* begin Available data *

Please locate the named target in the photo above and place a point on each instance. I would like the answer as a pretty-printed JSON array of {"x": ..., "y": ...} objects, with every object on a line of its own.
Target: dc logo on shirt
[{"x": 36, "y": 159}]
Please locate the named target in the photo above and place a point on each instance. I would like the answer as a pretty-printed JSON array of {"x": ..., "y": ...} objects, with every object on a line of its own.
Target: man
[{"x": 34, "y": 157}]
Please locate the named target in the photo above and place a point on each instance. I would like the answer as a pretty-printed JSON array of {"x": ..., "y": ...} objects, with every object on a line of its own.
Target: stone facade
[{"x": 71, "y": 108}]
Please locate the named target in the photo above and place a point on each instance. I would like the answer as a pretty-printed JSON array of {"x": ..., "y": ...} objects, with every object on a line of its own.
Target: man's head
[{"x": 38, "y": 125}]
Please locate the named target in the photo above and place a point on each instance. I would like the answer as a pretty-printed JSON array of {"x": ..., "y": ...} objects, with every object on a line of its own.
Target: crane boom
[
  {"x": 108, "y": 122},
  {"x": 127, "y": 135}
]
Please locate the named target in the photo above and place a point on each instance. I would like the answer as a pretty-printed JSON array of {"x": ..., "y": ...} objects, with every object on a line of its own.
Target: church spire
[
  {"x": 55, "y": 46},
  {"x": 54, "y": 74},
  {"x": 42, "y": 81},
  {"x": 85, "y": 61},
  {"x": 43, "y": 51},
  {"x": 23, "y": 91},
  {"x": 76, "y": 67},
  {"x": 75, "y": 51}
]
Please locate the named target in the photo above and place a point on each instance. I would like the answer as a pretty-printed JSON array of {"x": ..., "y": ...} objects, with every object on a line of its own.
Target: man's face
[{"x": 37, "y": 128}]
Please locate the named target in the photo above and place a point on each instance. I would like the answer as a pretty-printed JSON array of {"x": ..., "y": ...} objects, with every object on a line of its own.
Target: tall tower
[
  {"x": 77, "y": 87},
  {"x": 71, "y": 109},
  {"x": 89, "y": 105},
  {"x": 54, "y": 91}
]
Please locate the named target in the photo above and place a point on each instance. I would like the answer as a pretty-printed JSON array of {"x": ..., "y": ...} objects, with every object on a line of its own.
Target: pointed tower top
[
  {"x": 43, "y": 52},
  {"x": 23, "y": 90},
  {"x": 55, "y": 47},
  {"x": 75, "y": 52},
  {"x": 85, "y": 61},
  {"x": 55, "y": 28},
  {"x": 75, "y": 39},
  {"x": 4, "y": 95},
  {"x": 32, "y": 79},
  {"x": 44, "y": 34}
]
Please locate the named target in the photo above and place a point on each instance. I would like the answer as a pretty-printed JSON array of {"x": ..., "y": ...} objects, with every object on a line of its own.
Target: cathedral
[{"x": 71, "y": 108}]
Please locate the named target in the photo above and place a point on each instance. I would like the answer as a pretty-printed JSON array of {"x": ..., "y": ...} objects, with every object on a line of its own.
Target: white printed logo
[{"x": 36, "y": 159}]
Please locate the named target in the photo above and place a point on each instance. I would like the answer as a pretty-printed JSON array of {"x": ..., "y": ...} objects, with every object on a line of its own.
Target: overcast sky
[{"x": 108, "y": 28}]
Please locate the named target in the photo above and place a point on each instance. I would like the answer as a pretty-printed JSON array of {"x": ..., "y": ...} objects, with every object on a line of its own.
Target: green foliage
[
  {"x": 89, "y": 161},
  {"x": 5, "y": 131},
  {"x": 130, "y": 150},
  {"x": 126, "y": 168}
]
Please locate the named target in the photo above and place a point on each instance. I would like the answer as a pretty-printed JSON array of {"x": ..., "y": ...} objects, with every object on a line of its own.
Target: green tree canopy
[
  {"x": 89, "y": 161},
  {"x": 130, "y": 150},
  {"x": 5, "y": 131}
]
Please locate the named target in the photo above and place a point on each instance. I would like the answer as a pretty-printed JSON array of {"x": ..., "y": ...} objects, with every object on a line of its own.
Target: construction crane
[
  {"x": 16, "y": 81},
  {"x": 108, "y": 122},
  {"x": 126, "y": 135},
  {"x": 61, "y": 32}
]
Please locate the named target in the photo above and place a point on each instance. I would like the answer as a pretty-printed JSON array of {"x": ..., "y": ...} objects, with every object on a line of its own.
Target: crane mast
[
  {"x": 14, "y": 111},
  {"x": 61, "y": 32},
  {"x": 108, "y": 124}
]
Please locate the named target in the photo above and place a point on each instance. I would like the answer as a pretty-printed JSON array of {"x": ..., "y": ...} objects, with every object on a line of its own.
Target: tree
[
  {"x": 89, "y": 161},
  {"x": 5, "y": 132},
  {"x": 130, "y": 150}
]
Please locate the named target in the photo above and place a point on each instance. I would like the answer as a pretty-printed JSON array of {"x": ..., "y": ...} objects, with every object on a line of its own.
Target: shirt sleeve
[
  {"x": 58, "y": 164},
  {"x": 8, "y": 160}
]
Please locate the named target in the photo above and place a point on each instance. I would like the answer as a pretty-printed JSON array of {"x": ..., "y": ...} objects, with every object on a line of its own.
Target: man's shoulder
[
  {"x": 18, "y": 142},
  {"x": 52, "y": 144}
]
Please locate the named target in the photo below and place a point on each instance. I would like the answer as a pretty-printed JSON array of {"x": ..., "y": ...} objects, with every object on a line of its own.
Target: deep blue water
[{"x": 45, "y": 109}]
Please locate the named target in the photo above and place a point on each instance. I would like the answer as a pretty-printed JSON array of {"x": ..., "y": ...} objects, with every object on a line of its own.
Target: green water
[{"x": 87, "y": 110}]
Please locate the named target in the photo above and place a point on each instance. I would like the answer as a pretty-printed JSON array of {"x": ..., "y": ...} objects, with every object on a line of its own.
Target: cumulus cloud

* end Available data *

Write the listing out again, exactly as it reads.

Please locate the named target in the photo above and place a point on each instance. I would like the answer as a pretty-printed JSON array of {"x": ..., "y": ...} objects, with every object on a line of its own.
Target: dc logo on shirt
[{"x": 36, "y": 159}]
Please locate the named target in the photo above and place a point on each instance. I would like the answer as a pretty-printed JSON array of {"x": ..., "y": ...} objects, with every object on a line of its own.
Target: man
[{"x": 34, "y": 157}]
Please locate the named target in the photo above and place a point on each instance. I would like the answer as a pretty-printed JSON array of {"x": ..., "y": ...} objects, with every object on a line of its own.
Target: stone facade
[{"x": 71, "y": 108}]
Please locate the named target in the photo above and place a point on each instance. I would like the answer as a pretty-printed JSON array of {"x": ..., "y": ...} objects, with every object on a line of its own.
Target: man's head
[{"x": 38, "y": 125}]
Please locate the named target in the photo above and place a point on each instance. I would like the answer as a pretty-printed JSON array of {"x": ..., "y": ...} objects, with every object on a line of its own.
Target: crane boom
[
  {"x": 108, "y": 122},
  {"x": 127, "y": 135}
]
Please locate the named target in the photo above and place a point on each instance. I would like the answer as a pretty-printed JSON array of {"x": ..., "y": ...} objects, with every object on a line of its own.
Target: church spire
[
  {"x": 55, "y": 46},
  {"x": 54, "y": 74},
  {"x": 42, "y": 81},
  {"x": 85, "y": 61},
  {"x": 43, "y": 51},
  {"x": 23, "y": 91},
  {"x": 76, "y": 67},
  {"x": 75, "y": 51}
]
Please locate the named target in the photo above and place a point on each instance. I would like the answer as a pretty-printed JSON array of {"x": ..., "y": ...} objects, with every object on a line of its own.
Target: man's face
[{"x": 37, "y": 128}]
Please locate the named target in the photo above and place a point on each instance. I would like the answer as a pretty-printed JSON array of {"x": ..., "y": ...} objects, with every object on a line of its own.
Target: tall tower
[
  {"x": 77, "y": 87},
  {"x": 71, "y": 109},
  {"x": 89, "y": 105},
  {"x": 54, "y": 91}
]
Please locate the named target in the photo above and place a point on each instance. I would like the answer as a pretty-printed JSON array of {"x": ..., "y": ...} objects, with every object on a line of its own.
Target: pointed tower top
[
  {"x": 43, "y": 52},
  {"x": 23, "y": 90},
  {"x": 55, "y": 47},
  {"x": 75, "y": 52},
  {"x": 85, "y": 61},
  {"x": 55, "y": 28},
  {"x": 75, "y": 39},
  {"x": 4, "y": 95},
  {"x": 32, "y": 79},
  {"x": 44, "y": 34}
]
Please locate the named target in the photo above and place a point on each instance. I would like the answer as a pretty-printed JSON array of {"x": ..., "y": ...} objects, with every object on a line of its own.
Target: cathedral
[{"x": 71, "y": 108}]
Please locate the named target in the photo above and place a point on each instance. I would like the answer as a pretty-printed JSON array of {"x": ..., "y": ...} objects, with every object on a line of its own.
Target: white printed logo
[{"x": 36, "y": 159}]
Please locate the named target in the photo above and place a point on each instance. I would like the answer as a pretty-printed JSON array of {"x": ..., "y": ...} objects, with every object on a line of its own.
Target: overcast sky
[{"x": 108, "y": 28}]
Please locate the named target in the photo above and place a point on each instance. I would like the answer as a pretty-printed JSON array of {"x": ..., "y": ...} objects, with every object on a line of its own.
Target: green foliage
[
  {"x": 89, "y": 161},
  {"x": 5, "y": 131},
  {"x": 130, "y": 150},
  {"x": 126, "y": 168}
]
Please locate the named target in the photo above and place a point on each instance. I would like the answer as a pretty-printed JSON array of {"x": ..., "y": ...} objects, with every object on a line of its own.
Target: green tree canopy
[
  {"x": 89, "y": 161},
  {"x": 130, "y": 150},
  {"x": 5, "y": 131}
]
Please locate the named target in the photo above and place a point on each instance. I would like the answer as a pretty-printed JSON array of {"x": ..., "y": ...} objects, with every object on a line of its own.
Target: construction crane
[
  {"x": 16, "y": 81},
  {"x": 108, "y": 122},
  {"x": 126, "y": 135},
  {"x": 61, "y": 32}
]
Please locate the named target in the photo above and place a point on each instance. I would like the answer as a pretty-printed JSON array of {"x": ..., "y": ...} objects, with every object on a line of its own.
Target: crane mast
[
  {"x": 14, "y": 111},
  {"x": 61, "y": 32},
  {"x": 108, "y": 124}
]
Please locate the named target in the photo above and place a point on each instance. I would like the answer as a pretty-printed JSON array of {"x": ..., "y": ...} objects, with every object on a line of its own.
Target: tree
[
  {"x": 89, "y": 161},
  {"x": 5, "y": 132},
  {"x": 130, "y": 150}
]
Please locate the named target in the photo above and place a point on each instance. I would like the answer as a pretty-printed JSON array of {"x": ..., "y": ...} objects, with every object on a line of its own.
Target: shirt sleeve
[
  {"x": 58, "y": 164},
  {"x": 8, "y": 160}
]
Please locate the named target in the photo above and place a point on each instance. I would like the answer as a pretty-printed JSON array of {"x": ..., "y": ...} objects, with every object on a line of its own.
Target: man's shoulder
[
  {"x": 18, "y": 142},
  {"x": 52, "y": 144}
]
Please locate the named target in the photo below and place a point on each instance. I would like the answer as a pretty-printed JSON array of {"x": ..., "y": ...} objects, with every object on a line of its own.
Target: deep blue water
[{"x": 45, "y": 109}]
Please locate the named target in the photo above and place a point on each instance. I would like the answer as a pretty-printed JSON array of {"x": ..., "y": ...} objects, with every object on a line of its own.
Target: green water
[{"x": 87, "y": 110}]
Please locate the named target in the photo above and place a point on each instance. I would like the answer as a pretty-printed JSON array of {"x": ..., "y": ...} objects, with every object on a line of its own.
Target: cumulus cloud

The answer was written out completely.